TASK DIRECTIONS: For this exercise, transcribe all of the records exactly as given.

Phrase grounding data:
*** Block opens ***

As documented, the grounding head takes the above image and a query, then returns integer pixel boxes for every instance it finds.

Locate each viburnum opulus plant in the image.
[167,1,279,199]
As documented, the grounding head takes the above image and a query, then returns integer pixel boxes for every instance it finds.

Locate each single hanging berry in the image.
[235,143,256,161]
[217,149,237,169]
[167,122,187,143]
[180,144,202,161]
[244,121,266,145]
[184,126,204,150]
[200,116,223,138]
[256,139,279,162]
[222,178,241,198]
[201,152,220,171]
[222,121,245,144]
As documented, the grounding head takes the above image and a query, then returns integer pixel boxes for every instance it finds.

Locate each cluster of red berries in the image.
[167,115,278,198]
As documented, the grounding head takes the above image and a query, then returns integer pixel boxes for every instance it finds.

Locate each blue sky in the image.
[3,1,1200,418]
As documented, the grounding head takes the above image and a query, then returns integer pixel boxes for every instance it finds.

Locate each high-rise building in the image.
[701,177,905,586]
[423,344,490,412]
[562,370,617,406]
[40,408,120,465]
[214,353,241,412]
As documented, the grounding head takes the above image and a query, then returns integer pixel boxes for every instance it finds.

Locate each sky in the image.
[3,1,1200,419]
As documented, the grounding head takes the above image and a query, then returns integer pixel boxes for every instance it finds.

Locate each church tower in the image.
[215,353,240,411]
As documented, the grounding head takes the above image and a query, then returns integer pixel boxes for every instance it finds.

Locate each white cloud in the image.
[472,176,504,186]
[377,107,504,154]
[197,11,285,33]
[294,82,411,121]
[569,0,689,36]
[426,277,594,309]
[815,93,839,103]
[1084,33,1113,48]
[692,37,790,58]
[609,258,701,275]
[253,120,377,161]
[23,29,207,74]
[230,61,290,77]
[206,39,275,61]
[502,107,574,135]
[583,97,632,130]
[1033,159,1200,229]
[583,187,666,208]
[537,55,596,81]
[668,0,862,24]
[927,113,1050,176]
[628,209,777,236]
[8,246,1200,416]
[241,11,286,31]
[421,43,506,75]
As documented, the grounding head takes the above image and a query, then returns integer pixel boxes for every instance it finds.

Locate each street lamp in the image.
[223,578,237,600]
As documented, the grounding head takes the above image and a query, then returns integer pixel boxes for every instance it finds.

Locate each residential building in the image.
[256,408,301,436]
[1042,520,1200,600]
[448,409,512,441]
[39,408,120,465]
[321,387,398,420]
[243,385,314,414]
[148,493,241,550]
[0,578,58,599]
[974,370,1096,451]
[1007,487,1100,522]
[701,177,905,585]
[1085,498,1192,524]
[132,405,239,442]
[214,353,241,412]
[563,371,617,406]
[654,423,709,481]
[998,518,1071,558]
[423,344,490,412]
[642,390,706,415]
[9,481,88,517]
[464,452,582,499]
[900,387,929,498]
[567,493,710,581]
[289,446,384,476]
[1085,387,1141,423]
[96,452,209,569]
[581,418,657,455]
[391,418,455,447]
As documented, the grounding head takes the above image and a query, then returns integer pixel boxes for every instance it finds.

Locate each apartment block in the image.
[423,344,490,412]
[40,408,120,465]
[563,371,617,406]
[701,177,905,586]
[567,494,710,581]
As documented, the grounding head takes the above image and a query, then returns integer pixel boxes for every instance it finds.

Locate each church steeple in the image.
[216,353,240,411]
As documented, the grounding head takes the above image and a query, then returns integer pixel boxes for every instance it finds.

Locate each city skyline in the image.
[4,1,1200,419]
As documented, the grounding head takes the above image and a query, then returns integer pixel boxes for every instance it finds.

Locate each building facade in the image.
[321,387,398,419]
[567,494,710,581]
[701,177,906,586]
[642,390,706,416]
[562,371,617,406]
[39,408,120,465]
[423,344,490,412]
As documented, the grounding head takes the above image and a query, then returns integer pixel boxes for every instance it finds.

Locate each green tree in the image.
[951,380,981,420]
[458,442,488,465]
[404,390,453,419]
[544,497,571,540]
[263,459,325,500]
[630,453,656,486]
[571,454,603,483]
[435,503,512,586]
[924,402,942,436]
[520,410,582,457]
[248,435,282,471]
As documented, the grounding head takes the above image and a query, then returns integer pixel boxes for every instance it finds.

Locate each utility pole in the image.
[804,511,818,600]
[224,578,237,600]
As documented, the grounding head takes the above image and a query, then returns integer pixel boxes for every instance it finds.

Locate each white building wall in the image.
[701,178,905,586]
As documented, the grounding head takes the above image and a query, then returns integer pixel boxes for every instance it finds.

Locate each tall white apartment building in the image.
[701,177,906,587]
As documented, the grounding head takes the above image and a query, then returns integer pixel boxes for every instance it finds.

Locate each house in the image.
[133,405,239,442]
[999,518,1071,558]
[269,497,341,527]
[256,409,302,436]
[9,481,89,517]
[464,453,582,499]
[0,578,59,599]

*** Block closes ***

FINISHED EXERCISE:
As documented, the grounding head takes the above image and a query, then returns integer pixel boxes for every instance it finds.

Locate each viburnum opulus plant in the image.
[167,1,279,199]
As documented, the grounding head takes the above image and a query, then returns integer pixel boxes for every instance it finds.

Locate each single hanging berry in the image.
[235,143,256,161]
[217,149,237,169]
[167,122,187,143]
[180,144,202,161]
[244,121,266,145]
[184,126,204,150]
[200,116,223,138]
[256,139,279,162]
[222,178,241,198]
[201,152,220,171]
[222,121,245,144]
As documented, the grounding head takes the above image and a query, then returns integer pixel boxes for every instance it finds.

Locate each cluster of red berries in the image.
[167,115,278,198]
As documented, the grounding head takes the above image and a query, then returns integer pixel boxes for every instance it finds.

Locate each blue sky in the image.
[3,1,1200,418]
As documented, the grounding head takes the above image and a query, then returns integer pixel boxes for every instance it finds.

Locate each high-rise building in the image.
[701,177,905,586]
[423,344,490,412]
[562,370,617,406]
[40,408,120,465]
[214,353,241,412]
As documented, the grounding head takes the above image and a query, then returns integer pixel boxes for every instance it finds.

Locate each sky in the image.
[3,1,1200,419]
As documented, the grounding head takes the above image and a query, then returns integer pixel boxes for every instance it finds.

Locate each church tower in the image.
[215,353,240,411]
As documented, the grounding head takes the above image and a query, then returns integer pixel boxes for every instance it finds.

Locate each white cloud in the image.
[472,176,504,186]
[377,107,504,154]
[197,11,285,33]
[294,82,411,121]
[569,0,689,36]
[426,277,594,309]
[815,93,839,103]
[1084,33,1113,48]
[692,37,790,58]
[609,258,701,275]
[253,120,377,161]
[23,29,207,74]
[230,61,290,77]
[206,39,275,61]
[502,107,574,135]
[583,97,632,130]
[1033,159,1200,229]
[583,187,666,208]
[537,55,596,81]
[668,0,862,24]
[927,113,1050,176]
[628,209,777,236]
[8,246,1200,416]
[241,11,286,31]
[421,43,506,75]
As documented, the grounding head takes the above image and a query, then returns integer pixel boxes for every instance it finds.

Locate each street lamp in the image.
[223,578,237,600]
As documented, the grounding head takes the above image and a query, then returns integer pixel boxes for every instance it finds.

Locate each residential building in the image.
[256,408,301,436]
[1042,520,1200,600]
[448,409,512,441]
[39,408,120,465]
[321,387,398,420]
[243,385,314,414]
[148,493,241,550]
[0,578,58,599]
[974,370,1096,451]
[1007,487,1100,522]
[701,177,905,585]
[1085,498,1192,524]
[132,405,239,442]
[214,353,241,412]
[563,371,617,406]
[654,423,709,481]
[998,518,1071,558]
[423,344,490,412]
[642,390,706,415]
[9,481,88,517]
[464,452,582,499]
[900,387,929,498]
[567,493,710,581]
[289,446,384,476]
[1085,387,1141,423]
[96,452,209,569]
[581,418,657,455]
[391,418,455,447]
As documented, the grounding head takes the above image and a query, then returns integer pixel boxes for every instance it finds.

Locate each apartment block in the image.
[423,344,490,412]
[40,408,120,465]
[563,371,617,406]
[701,177,905,586]
[567,494,710,581]
As documented, the grounding head takes the above image and a query, then returns integer pixel boxes for every instance it finds.

Locate each church steeple in the image.
[216,353,240,411]
As documented, the grounding head takes the above image and a query, then returns integer pixel boxes for every instance it finds.

Locate each city skyline in the image.
[4,1,1200,419]
As documented, the grounding head takes the above image and a query, then returns integer pixel boxes for every instance it finds.

Locate each building facade in the image.
[321,387,398,419]
[567,494,710,581]
[701,177,906,586]
[642,390,706,416]
[562,371,617,406]
[39,408,120,465]
[423,344,490,412]
As documented, the grounding head takes the above image and a query, then returns integer pixel boxes for every instance it finds.

Locate each green tree in the image.
[951,380,981,420]
[458,442,488,465]
[404,390,453,419]
[544,497,571,540]
[263,459,325,500]
[630,453,656,486]
[571,454,603,483]
[435,503,512,586]
[924,402,942,436]
[520,410,582,457]
[248,435,282,471]
As documented, the grounding head takes the above image and a query, then returns integer pixel boxes for every instance it finds.

Locate each utility pole in the image.
[804,511,818,600]
[224,578,237,600]
As documented, the grounding head takes the above image and a query, then returns integer pixel boxes for every instance it finds.

Locate each white building wall in the image.
[701,178,905,586]
As documented, the grounding head takes the above image and a query, then returns integer pixel boxes for every instance it finds.

Locate each tall white apartment building in the image.
[701,177,906,587]
As documented, the grounding head takes the above image and a query, then returns integer pixel boxes for every instance it finds.

Locate each house in the image.
[133,405,239,442]
[999,518,1071,558]
[269,497,341,527]
[256,409,302,436]
[9,481,89,517]
[464,453,582,499]
[0,578,59,599]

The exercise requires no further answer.